• **Requirement**: Output every record exactly and leave each picture out.
[Opening Task data section]
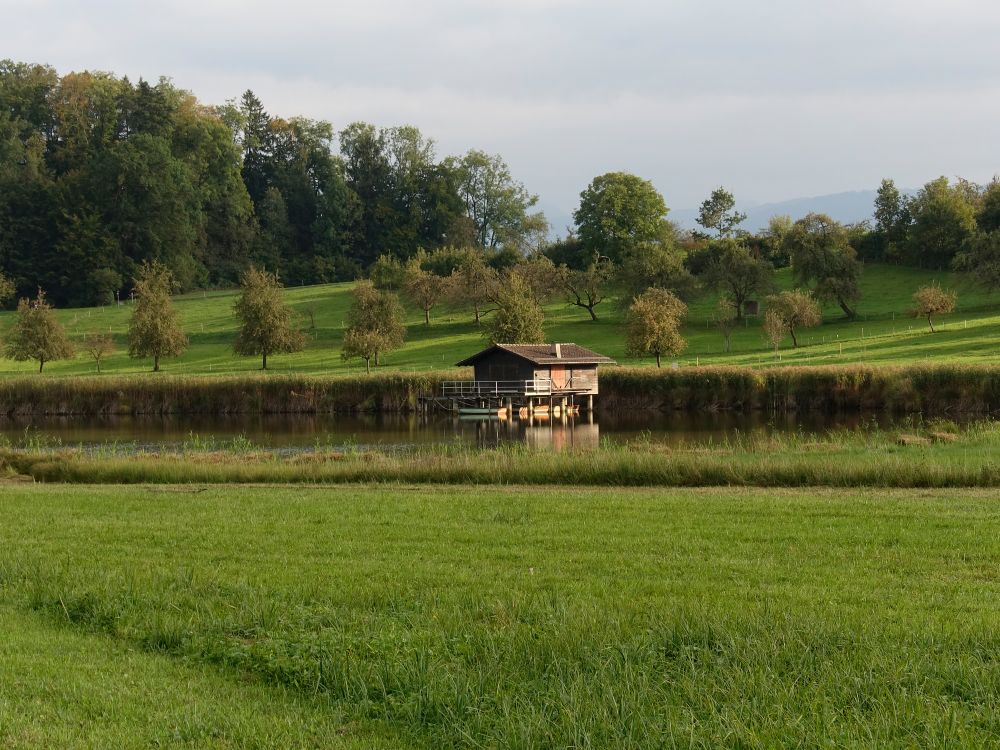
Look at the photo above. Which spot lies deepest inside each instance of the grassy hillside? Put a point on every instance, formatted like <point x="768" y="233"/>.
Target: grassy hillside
<point x="883" y="334"/>
<point x="503" y="617"/>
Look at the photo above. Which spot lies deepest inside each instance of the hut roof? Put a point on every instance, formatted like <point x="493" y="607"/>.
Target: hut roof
<point x="544" y="354"/>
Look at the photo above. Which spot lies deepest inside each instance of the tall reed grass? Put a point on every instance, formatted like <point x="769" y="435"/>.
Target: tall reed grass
<point x="929" y="455"/>
<point x="900" y="389"/>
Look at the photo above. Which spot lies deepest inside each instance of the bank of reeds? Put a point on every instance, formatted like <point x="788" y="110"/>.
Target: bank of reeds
<point x="149" y="394"/>
<point x="930" y="389"/>
<point x="931" y="456"/>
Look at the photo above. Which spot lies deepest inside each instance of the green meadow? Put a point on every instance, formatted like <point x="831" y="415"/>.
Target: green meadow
<point x="399" y="616"/>
<point x="884" y="332"/>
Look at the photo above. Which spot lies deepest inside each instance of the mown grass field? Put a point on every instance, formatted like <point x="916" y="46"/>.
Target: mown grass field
<point x="884" y="333"/>
<point x="502" y="617"/>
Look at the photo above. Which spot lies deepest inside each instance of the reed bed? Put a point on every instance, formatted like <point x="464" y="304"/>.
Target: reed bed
<point x="930" y="389"/>
<point x="931" y="454"/>
<point x="149" y="394"/>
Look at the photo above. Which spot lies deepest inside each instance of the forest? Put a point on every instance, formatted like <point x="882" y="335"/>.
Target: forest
<point x="100" y="175"/>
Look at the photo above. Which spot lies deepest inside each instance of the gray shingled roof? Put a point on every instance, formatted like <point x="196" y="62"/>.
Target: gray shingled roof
<point x="545" y="354"/>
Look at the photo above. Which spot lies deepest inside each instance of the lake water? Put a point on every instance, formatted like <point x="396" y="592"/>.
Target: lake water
<point x="300" y="432"/>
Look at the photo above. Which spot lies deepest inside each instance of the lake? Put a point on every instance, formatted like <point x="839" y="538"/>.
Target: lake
<point x="300" y="432"/>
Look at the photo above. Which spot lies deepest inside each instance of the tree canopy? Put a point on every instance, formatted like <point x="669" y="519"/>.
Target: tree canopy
<point x="619" y="213"/>
<point x="36" y="334"/>
<point x="266" y="325"/>
<point x="652" y="325"/>
<point x="154" y="330"/>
[Closing Task data section]
• **Result for this task**:
Look at the photo above. Which spot lies deepest inside each instance of the grassy hillside? Put a point on every instance, formatted like <point x="768" y="233"/>.
Target: grassy hillside
<point x="883" y="334"/>
<point x="503" y="617"/>
Look at the photo above. Which spot lies deepest inside each instance of the hut roof? Put a point on every instance, formatted like <point x="493" y="607"/>.
Target: hut roof
<point x="544" y="354"/>
Look at the photo above. Which spot lies deepest inside each instance of the tall reed grass? Put a point on every instance, formatted like <point x="769" y="435"/>.
Target: tall reed grass
<point x="929" y="455"/>
<point x="900" y="389"/>
Look at the photo above. Which spot lies deepest inside each instance of the bank of reeds? Put a point on every instance, formatted like <point x="788" y="110"/>.
Target: bank of reeds
<point x="149" y="394"/>
<point x="930" y="389"/>
<point x="931" y="456"/>
Look at the photo above. Which spot lies deepest inside each instance of the green meadow? Put a point on every instance, formatted like <point x="831" y="415"/>.
Target: green meadow
<point x="399" y="616"/>
<point x="884" y="332"/>
Look at the photo above. Which spot lies deepest inside each instance of the mown grass field? Put a point on every instance, formatted like <point x="916" y="46"/>.
Target: mown grass field
<point x="884" y="333"/>
<point x="502" y="617"/>
Look at the photo above. Which spot lies deepest inside each instance of the reed bed? Put a point on every instance, formatted like <point x="464" y="304"/>.
Target: reed bed
<point x="930" y="389"/>
<point x="931" y="454"/>
<point x="149" y="394"/>
Look at the photo above. Which spot lies deepest inside each instance of the forest? Put a point on every instance, formatted like <point x="882" y="335"/>.
Target: forest
<point x="100" y="175"/>
Look at the photo above. Which spot lies deepest inside each instance of the gray shingled roof? Put a point on every instance, formatted like <point x="196" y="62"/>.
Target: gray shingled roof
<point x="545" y="354"/>
Look at the photo above. Which spot lies deepest inside each instance of the lake water? Put a point on every instance, formatted like <point x="396" y="592"/>.
Target: lake water
<point x="300" y="432"/>
Look at the photo above. Which spot lies deepest inside each instance of the lake? Put a point on every instance, formatted like <point x="839" y="538"/>.
Target: lake
<point x="300" y="432"/>
Look at the photo above. Which spot lies deepest inside each instance of the tree canopy? Put a point on every instance, formatted like <point x="669" y="519"/>.
Target: tree canopy
<point x="619" y="213"/>
<point x="36" y="334"/>
<point x="266" y="325"/>
<point x="652" y="325"/>
<point x="154" y="330"/>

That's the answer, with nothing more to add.